• [Work instructions] Below are records; reply with nothing but the number of lines in them that contain "tomato".

--- Records supplied Enclosed Below ---

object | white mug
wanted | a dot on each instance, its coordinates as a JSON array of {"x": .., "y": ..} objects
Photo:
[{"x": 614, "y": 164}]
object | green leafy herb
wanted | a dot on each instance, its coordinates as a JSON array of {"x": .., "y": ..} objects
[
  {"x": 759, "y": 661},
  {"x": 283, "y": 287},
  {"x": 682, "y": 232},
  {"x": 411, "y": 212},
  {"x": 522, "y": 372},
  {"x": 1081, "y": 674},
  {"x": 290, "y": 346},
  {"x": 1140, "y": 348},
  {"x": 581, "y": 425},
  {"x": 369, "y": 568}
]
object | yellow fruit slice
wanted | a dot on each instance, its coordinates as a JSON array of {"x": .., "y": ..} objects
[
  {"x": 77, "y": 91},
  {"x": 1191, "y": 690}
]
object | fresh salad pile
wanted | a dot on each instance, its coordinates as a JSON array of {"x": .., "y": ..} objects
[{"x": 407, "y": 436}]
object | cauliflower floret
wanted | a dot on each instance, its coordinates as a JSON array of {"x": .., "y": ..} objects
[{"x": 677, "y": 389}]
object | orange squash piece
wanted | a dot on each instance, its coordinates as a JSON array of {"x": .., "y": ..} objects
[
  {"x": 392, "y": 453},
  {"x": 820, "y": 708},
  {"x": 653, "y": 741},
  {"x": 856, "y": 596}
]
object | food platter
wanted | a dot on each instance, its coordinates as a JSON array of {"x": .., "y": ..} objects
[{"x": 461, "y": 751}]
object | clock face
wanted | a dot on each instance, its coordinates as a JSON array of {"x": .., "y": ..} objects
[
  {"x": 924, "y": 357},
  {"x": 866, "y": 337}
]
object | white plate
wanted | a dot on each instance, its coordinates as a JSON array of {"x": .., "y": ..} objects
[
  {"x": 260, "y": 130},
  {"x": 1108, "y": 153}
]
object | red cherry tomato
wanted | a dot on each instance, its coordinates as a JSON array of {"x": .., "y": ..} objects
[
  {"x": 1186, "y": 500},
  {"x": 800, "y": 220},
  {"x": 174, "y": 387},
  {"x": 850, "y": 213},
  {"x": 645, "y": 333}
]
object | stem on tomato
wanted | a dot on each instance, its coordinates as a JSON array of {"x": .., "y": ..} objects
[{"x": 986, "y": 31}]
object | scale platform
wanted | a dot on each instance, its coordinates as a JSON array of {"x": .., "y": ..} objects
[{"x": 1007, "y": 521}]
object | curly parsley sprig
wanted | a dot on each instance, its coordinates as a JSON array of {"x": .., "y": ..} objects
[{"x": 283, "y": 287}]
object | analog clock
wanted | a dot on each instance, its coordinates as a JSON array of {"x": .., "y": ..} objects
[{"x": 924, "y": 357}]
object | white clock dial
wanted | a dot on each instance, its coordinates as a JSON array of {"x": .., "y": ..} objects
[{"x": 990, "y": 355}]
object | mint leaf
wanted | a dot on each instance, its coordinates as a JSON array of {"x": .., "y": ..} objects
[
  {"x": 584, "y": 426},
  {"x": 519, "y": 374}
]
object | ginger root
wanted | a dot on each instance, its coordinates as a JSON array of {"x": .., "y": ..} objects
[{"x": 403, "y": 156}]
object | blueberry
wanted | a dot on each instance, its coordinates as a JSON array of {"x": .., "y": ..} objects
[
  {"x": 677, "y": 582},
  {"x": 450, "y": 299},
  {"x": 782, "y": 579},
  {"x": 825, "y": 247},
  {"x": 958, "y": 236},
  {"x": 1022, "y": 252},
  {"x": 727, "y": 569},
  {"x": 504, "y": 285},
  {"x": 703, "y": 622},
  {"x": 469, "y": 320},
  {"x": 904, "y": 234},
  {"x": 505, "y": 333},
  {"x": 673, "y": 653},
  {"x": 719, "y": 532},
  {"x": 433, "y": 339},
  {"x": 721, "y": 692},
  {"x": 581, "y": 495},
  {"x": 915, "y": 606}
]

--- End of Enclosed Records supplied ---

• [Output for this exercise] 2